[Start of Attachment]

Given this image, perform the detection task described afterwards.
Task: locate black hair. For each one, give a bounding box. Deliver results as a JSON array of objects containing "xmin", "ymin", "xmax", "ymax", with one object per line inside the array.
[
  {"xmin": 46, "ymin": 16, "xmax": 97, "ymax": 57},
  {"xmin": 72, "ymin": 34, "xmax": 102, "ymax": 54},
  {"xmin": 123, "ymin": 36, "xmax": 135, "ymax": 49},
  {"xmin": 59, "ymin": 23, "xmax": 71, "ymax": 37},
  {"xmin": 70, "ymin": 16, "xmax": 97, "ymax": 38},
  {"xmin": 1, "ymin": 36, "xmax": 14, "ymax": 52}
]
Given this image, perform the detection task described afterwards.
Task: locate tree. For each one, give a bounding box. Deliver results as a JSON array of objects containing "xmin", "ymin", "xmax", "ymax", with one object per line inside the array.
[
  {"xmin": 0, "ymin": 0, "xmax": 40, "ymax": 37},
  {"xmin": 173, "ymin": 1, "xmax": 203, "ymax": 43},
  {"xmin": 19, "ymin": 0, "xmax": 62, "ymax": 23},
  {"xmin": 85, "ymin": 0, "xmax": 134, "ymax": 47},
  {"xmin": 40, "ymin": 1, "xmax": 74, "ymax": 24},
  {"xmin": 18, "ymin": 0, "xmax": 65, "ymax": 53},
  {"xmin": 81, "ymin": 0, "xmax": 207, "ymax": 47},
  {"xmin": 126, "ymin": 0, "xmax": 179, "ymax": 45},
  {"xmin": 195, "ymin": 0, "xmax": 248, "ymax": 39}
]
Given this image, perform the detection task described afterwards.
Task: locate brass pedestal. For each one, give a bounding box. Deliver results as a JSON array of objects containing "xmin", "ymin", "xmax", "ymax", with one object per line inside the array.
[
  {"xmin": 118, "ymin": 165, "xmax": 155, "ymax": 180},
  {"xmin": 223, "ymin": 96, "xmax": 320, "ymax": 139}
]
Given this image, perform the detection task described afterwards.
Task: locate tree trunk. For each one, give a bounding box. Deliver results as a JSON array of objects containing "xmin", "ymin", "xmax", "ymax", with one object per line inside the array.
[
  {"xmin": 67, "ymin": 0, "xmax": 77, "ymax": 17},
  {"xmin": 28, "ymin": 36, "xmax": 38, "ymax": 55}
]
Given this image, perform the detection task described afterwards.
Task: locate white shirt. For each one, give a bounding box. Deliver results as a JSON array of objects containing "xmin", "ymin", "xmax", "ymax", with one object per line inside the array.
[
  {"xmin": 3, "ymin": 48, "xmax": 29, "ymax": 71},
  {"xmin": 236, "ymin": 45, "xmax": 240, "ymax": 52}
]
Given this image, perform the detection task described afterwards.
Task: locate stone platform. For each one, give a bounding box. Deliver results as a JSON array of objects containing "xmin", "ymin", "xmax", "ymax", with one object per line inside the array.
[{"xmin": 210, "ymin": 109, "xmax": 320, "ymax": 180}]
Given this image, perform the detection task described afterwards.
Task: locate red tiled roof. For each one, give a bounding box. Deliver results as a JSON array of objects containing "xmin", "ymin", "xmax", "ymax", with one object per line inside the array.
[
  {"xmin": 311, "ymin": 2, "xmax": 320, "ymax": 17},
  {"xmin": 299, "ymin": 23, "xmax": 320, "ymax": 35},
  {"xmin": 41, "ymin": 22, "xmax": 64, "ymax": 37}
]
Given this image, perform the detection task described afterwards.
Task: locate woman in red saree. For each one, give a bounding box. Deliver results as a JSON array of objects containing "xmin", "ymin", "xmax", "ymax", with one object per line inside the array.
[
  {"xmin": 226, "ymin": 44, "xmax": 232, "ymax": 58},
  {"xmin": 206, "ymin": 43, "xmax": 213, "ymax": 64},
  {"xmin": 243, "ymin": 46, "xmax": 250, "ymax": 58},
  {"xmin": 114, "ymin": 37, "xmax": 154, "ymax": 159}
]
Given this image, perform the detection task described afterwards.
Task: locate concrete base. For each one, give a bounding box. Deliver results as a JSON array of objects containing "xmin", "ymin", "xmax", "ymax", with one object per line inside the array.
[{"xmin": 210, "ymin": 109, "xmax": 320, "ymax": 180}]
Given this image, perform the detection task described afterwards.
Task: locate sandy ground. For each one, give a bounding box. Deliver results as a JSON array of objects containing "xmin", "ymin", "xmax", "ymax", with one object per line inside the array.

[End of Attachment]

* [Exercise objective]
Please copy out every entry word for word.

* [Task output]
Given this image, perform the detection task described afterwards.
Task: locate black hair. For each one, give a bounding box. Deliver results as a JSON array of objects containing "xmin", "ymin", "xmax", "ymax", with one object per line inside the array.
[
  {"xmin": 46, "ymin": 16, "xmax": 97, "ymax": 57},
  {"xmin": 72, "ymin": 34, "xmax": 102, "ymax": 54},
  {"xmin": 123, "ymin": 36, "xmax": 135, "ymax": 49},
  {"xmin": 59, "ymin": 23, "xmax": 71, "ymax": 37},
  {"xmin": 70, "ymin": 16, "xmax": 97, "ymax": 38},
  {"xmin": 1, "ymin": 36, "xmax": 14, "ymax": 52}
]
Given this image, perform the detection task described afterwards.
Task: locate tree. For each one, give a bounding box. Deliver results as a JSON array of objects containing "xmin", "ymin", "xmax", "ymax", with one object per line inside the array.
[
  {"xmin": 0, "ymin": 0, "xmax": 40, "ymax": 37},
  {"xmin": 173, "ymin": 1, "xmax": 203, "ymax": 43},
  {"xmin": 19, "ymin": 0, "xmax": 62, "ymax": 23},
  {"xmin": 85, "ymin": 0, "xmax": 134, "ymax": 47},
  {"xmin": 40, "ymin": 1, "xmax": 74, "ymax": 24},
  {"xmin": 18, "ymin": 0, "xmax": 65, "ymax": 53},
  {"xmin": 81, "ymin": 0, "xmax": 207, "ymax": 47},
  {"xmin": 126, "ymin": 0, "xmax": 179, "ymax": 45},
  {"xmin": 195, "ymin": 0, "xmax": 248, "ymax": 39}
]
Given this image, perform the detection task described afterwards.
Task: locate brass pedestal. For each one, give a bounding box. Deliver results as a JSON array of objects containing "xmin", "ymin", "xmax", "ymax", with one object per line inside the array.
[
  {"xmin": 118, "ymin": 165, "xmax": 155, "ymax": 180},
  {"xmin": 223, "ymin": 96, "xmax": 320, "ymax": 139}
]
Given this image, perform the detection task described afterwards.
Task: locate tree trunk. For each one, give a bounding box. Deliver results as a JSON array of objects containing "xmin", "ymin", "xmax", "ymax", with one object per line inside the array.
[
  {"xmin": 67, "ymin": 0, "xmax": 77, "ymax": 17},
  {"xmin": 28, "ymin": 36, "xmax": 38, "ymax": 55}
]
Given this image, perform the detection task described afterwards.
Task: locate white shirt. For each one, give a bounding box. Deliver results as a JSON array of objects containing "xmin", "ymin", "xmax", "ymax", with one object per line inside the array.
[
  {"xmin": 3, "ymin": 48, "xmax": 29, "ymax": 71},
  {"xmin": 236, "ymin": 45, "xmax": 240, "ymax": 52}
]
Given this image, perform the detection task described afterwards.
Task: locate stone platform. For each one, give a bounding box. Deliver results as a JSON array of objects containing "xmin", "ymin", "xmax", "ymax", with one object per line inside the array.
[{"xmin": 210, "ymin": 109, "xmax": 320, "ymax": 180}]
Given this image, perform the detection task described afterwards.
Task: locate red tiled roof. For each one, give a bounding box. Deliver results as a JSON array of objects containing "xmin", "ymin", "xmax", "ymax", with one object per line inside the array.
[
  {"xmin": 311, "ymin": 2, "xmax": 320, "ymax": 17},
  {"xmin": 299, "ymin": 23, "xmax": 320, "ymax": 35},
  {"xmin": 41, "ymin": 22, "xmax": 64, "ymax": 37}
]
Given this image, perform the detection task described afterwards.
Task: locate woman in red saree. For each one, give a bounding box. Deliver results as a JSON array of objects containing "xmin", "ymin", "xmax", "ymax", with one object per line inside the array.
[
  {"xmin": 226, "ymin": 44, "xmax": 232, "ymax": 58},
  {"xmin": 206, "ymin": 43, "xmax": 213, "ymax": 64},
  {"xmin": 243, "ymin": 46, "xmax": 250, "ymax": 58},
  {"xmin": 114, "ymin": 37, "xmax": 154, "ymax": 159}
]
Given this image, perform the detection task described afterwards.
Task: locate concrete base. For each one, give a bounding box. Deliver results as a JSON array of objects containing "xmin", "ymin", "xmax", "ymax", with one object per line inside the array.
[{"xmin": 210, "ymin": 109, "xmax": 320, "ymax": 180}]
Given this image, perform the detection task described afterwards.
Task: locate sandy ground. For each one, give a bounding box. Deliver results as a JSON array of objects containing "xmin", "ymin", "xmax", "ymax", with one object per line inside the array.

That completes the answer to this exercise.